─── Data to examine

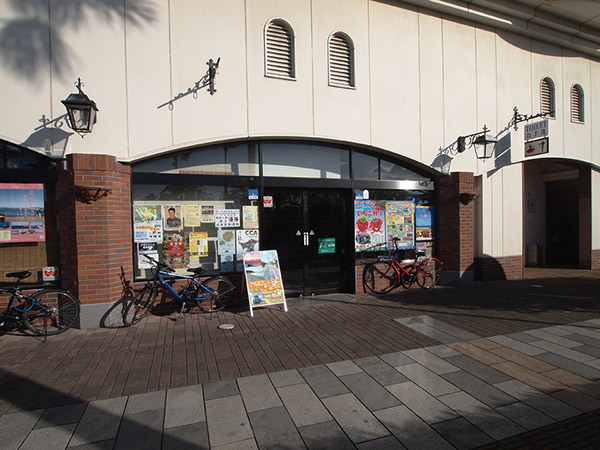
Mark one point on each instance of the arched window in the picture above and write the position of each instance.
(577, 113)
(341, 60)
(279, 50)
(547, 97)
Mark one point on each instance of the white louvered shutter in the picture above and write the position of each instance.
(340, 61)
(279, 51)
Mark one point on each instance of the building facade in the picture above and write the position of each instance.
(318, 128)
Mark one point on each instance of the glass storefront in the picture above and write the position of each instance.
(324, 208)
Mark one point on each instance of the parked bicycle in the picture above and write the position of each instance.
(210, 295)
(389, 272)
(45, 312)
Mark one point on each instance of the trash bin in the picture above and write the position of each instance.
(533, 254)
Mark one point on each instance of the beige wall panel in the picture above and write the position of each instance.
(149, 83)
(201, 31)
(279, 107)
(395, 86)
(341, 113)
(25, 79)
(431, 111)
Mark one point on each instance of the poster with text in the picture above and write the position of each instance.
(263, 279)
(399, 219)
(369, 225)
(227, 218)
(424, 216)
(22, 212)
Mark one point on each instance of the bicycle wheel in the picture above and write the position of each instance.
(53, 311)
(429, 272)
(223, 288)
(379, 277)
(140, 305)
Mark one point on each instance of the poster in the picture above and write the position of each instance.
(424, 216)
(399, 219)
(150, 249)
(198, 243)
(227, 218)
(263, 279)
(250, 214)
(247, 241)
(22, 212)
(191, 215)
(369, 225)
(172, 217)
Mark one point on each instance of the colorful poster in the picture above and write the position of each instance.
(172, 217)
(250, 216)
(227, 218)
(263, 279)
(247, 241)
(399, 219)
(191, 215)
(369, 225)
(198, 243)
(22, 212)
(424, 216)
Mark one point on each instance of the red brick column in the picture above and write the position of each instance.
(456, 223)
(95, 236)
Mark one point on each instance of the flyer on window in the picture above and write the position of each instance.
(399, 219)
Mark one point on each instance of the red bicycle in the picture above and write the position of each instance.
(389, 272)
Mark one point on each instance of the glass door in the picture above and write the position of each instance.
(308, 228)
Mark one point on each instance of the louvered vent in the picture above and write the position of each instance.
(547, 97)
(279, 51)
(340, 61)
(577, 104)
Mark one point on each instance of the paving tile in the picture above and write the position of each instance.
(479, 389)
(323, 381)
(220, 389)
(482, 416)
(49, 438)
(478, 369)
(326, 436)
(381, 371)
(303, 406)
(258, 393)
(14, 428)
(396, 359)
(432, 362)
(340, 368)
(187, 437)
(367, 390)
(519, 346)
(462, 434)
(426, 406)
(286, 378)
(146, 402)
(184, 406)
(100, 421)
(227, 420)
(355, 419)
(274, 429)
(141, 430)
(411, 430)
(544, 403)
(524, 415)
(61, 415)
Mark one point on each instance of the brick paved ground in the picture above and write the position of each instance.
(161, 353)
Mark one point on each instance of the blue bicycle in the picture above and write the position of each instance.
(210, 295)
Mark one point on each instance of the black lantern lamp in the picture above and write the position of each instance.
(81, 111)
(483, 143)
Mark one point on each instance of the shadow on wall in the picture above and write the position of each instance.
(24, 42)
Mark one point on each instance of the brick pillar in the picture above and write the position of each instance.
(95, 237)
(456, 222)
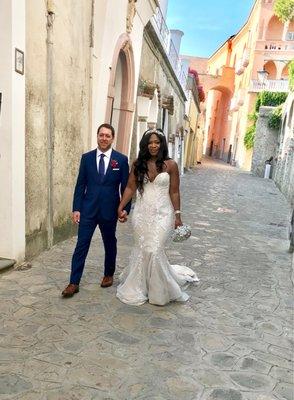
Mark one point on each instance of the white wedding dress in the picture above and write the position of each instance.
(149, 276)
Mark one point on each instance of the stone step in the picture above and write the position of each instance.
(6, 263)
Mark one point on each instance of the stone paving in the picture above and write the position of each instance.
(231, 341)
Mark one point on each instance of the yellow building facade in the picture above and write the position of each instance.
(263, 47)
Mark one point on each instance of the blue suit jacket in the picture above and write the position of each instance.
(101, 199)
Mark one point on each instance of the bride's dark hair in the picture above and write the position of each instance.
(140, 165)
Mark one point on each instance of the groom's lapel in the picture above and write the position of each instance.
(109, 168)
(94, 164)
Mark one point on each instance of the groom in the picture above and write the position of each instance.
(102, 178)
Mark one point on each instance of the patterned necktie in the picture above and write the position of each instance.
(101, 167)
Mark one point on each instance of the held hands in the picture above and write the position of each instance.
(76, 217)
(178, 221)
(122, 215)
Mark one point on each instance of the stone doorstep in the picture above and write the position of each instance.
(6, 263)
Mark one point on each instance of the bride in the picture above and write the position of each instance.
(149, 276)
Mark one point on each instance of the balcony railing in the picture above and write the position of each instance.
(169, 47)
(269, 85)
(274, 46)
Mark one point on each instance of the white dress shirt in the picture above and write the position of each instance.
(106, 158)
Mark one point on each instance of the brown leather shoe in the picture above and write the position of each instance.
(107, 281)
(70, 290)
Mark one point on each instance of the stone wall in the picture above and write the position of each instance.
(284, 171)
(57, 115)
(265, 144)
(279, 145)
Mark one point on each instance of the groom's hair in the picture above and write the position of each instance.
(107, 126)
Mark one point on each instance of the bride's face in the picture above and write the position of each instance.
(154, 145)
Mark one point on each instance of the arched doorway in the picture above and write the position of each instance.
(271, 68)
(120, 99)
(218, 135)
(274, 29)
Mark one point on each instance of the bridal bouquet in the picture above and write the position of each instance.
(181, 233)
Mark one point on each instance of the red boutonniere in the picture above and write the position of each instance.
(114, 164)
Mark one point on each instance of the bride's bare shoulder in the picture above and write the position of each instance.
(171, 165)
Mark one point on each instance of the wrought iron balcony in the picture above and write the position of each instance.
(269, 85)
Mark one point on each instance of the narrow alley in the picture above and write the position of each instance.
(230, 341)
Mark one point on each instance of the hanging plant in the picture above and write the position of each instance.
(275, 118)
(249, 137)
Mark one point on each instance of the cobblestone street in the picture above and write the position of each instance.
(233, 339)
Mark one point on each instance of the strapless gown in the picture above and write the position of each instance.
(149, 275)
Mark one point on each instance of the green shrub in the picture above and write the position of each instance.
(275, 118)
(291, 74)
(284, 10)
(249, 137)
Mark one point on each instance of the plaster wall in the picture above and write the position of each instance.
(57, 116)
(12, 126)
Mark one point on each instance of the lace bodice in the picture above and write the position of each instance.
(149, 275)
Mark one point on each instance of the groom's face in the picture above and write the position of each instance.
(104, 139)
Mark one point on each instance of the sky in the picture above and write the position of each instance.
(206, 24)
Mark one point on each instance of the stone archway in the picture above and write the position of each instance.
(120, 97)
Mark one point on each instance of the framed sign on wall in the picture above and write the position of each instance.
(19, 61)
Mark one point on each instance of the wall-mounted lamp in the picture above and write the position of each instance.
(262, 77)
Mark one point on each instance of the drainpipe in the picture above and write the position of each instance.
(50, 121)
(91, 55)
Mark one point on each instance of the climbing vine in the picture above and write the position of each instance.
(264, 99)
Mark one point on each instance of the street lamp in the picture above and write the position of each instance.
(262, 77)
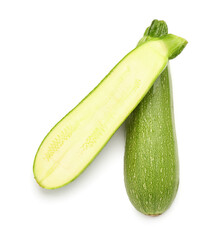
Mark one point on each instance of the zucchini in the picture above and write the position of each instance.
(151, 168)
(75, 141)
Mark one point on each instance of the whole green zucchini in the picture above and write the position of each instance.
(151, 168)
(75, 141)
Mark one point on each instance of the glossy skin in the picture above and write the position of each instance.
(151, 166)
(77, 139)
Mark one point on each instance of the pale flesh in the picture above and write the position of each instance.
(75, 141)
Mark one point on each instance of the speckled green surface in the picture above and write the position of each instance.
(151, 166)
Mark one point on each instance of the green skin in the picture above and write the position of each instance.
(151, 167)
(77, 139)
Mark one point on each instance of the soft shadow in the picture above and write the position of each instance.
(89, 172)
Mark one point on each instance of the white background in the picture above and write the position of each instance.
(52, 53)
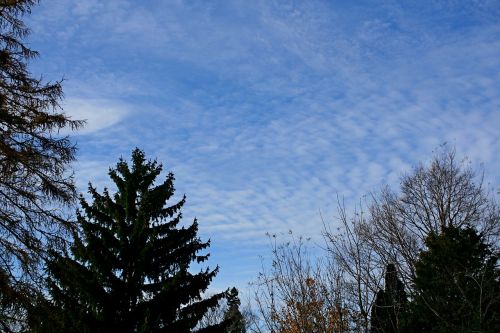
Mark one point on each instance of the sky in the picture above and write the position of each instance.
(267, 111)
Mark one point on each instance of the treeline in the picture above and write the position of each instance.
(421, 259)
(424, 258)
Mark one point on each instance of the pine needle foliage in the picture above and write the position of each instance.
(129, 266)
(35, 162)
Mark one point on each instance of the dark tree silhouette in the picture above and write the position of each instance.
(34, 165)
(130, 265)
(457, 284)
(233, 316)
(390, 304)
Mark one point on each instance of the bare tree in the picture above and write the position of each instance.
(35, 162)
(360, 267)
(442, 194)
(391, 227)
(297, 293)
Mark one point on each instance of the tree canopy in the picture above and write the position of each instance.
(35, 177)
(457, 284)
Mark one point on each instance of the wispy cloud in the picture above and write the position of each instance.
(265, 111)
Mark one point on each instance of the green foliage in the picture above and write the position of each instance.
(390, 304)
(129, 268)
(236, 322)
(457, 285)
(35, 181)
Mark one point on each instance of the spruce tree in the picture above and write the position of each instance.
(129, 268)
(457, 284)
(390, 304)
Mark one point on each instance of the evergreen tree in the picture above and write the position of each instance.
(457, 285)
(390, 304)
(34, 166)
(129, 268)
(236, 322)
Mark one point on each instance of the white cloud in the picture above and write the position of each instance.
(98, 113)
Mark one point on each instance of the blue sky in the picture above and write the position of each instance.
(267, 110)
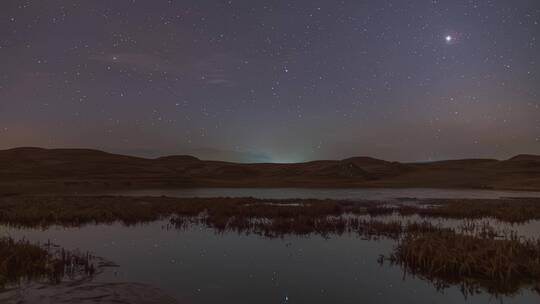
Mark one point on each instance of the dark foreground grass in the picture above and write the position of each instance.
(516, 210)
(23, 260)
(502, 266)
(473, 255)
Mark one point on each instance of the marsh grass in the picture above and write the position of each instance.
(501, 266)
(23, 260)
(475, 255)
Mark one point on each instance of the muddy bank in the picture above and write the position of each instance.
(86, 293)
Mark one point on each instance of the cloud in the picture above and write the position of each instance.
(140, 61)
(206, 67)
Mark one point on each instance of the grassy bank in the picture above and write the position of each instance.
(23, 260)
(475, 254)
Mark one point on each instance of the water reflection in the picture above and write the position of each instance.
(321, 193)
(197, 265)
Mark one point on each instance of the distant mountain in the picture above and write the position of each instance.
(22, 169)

──────

◆ Requirement: Please return, exactly as written, the line containing "Mark one point on each instance of the cloud" and every line after it through the end of the records above, and nothing else.

◆ Answer box:
Mark one point on each instance of the cloud in the picture above and write the position of each instance.
(140, 61)
(206, 67)
Mark one point on each instance of the grassy bank in the picture above and write the position of each instance.
(23, 260)
(475, 254)
Mark one point on each instance of the water reflection in the picture above and write the position of each instance.
(321, 193)
(197, 265)
Mark one point on each instance of the distant mountain in the picture above and write the position of each instance.
(22, 169)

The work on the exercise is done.